Interop with grattan and taxstats: costing a hypothetical reform

ato sits in a three-package constellation for Australian tax research:

ato provides ato_to_taxstats() to rename aggregate columns to the microdata schema, so analyses can move cleanly between views.

Schema map

library(ato)
head(ato_schema_map(), 15)

Costing a hypothetical reform

Suppose we want a first-pass cost of lifting the Medicare Levy Surcharge income threshold by AUD 10,000. Workflow:

  1. Get MLS taxpayer counts and amounts by income band from ATO aggregates.
  2. Check the total matches Budget Paper 1.
  3. Hand off to taxstats 2 per cent sample for counterfactual microsimulation.
  4. Use grattan::income_tax() for the new-regime liability.
library(ato)

ato_snapshot("2026-04-24")

mls <- ato_medicare_levy(year = "2022-23", component = "surcharge")

# Reconcile the published MLS total against FBO where available
# (MLS does not have a direct FBO line; rolled into individuals
# income tax net).
ind_total <- sum(ato_individuals(year = "2022-23")$tax_payable,
                 na.rm = TRUE)
ato_reconcile(ind_total, "2022-23", "individuals_income_tax_net")

Bridge to microdata

# Rename columns to taxstats schema
mls_ts <- ato_to_taxstats(mls)

Activity list:
- a) In the ato package passage, by how much would the hypothetical reform raise the Medicare Levy Surcharge income threshold?
- b) Continue the ato package passage, starting after its last line of code.
The lines come from a source unrelated to the ato package passage.

Recorded data:
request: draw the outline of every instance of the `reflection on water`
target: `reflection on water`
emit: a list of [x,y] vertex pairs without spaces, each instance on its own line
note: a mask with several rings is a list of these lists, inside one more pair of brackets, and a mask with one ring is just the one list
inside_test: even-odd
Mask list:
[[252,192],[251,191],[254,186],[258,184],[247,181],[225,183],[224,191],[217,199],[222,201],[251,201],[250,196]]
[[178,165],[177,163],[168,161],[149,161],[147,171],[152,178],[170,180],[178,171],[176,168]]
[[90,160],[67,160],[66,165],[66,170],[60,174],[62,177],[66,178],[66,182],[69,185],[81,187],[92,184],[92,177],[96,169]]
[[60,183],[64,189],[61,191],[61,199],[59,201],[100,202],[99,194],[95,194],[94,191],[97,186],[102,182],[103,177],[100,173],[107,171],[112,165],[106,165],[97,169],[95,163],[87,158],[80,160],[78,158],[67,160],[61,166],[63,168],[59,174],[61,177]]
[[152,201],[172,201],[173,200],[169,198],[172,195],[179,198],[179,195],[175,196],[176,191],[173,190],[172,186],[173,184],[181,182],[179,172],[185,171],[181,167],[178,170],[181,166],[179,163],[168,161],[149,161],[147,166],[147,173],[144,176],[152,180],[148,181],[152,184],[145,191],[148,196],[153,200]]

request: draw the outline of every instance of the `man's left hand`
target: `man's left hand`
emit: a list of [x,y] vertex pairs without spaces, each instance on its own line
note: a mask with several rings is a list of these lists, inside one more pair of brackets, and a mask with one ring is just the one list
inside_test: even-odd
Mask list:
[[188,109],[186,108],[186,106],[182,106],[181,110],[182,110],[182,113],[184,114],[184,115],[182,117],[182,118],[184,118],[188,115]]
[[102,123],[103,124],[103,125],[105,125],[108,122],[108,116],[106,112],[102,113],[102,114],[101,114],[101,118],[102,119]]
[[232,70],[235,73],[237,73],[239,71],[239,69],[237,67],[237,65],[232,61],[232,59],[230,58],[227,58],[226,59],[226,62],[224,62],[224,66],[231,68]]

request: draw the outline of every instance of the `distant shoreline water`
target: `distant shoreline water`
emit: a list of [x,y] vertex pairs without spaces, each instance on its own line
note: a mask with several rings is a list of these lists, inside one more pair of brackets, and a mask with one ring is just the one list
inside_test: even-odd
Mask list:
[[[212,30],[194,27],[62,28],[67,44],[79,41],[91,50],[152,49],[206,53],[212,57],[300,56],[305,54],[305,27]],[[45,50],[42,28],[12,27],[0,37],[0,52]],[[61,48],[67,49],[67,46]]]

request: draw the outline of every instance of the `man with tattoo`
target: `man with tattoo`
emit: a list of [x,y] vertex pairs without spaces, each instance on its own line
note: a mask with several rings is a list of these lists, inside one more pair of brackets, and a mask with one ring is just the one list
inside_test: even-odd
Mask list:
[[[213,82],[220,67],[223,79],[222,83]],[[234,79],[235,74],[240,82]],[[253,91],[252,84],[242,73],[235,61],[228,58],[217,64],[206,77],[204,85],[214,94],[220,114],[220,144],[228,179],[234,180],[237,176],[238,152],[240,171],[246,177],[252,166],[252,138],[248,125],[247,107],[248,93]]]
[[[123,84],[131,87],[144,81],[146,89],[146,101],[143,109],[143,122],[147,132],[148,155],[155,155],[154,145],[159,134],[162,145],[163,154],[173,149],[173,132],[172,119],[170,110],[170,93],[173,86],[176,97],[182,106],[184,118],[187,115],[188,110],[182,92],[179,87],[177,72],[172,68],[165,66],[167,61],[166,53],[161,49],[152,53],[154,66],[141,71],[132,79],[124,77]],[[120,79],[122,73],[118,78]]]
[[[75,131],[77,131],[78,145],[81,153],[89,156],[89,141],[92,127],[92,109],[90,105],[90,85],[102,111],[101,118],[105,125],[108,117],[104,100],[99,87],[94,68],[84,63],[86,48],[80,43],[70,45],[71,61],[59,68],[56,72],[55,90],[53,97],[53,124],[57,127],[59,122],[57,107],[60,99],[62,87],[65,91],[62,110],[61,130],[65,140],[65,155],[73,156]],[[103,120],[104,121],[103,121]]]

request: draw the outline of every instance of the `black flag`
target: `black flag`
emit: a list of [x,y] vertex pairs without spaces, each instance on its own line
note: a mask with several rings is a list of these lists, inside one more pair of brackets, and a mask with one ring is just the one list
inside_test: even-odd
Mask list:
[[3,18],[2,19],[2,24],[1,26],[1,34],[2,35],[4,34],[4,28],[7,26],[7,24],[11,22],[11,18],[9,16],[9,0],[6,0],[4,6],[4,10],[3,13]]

Exercise responses:
- a) AUD 10,000.

- b)
# Now these columns are consistent with what `taxstats::taxstats1819`
# uses. You can write analysis code that works on both.

# Example: use grattan to compute the new regime's tax for the 2% sample
# library(taxstats)
# library(grattan)
# sample_2pc <- taxstats1819
# sample_2pc$new_tax <- income_tax(
#   income = sample_2pc$Taxable_Income,
#   fy.year = "2023-24",
#   ...
# )
# reform_cost <- sum(sample_2pc$new_tax - sample_2pc$Tax_assessed_amt,
#                    na.rm = TRUE) * 50  # 2% -> 100%

Summary

The three-package stack covers the full tax-research pipeline: ato for authoritative aggregates and provenance, taxstats for distributional microdata, grattan for policy simulation. Use ato_reconcile() at the boundary to confirm the microdata estimate lines up with the population total.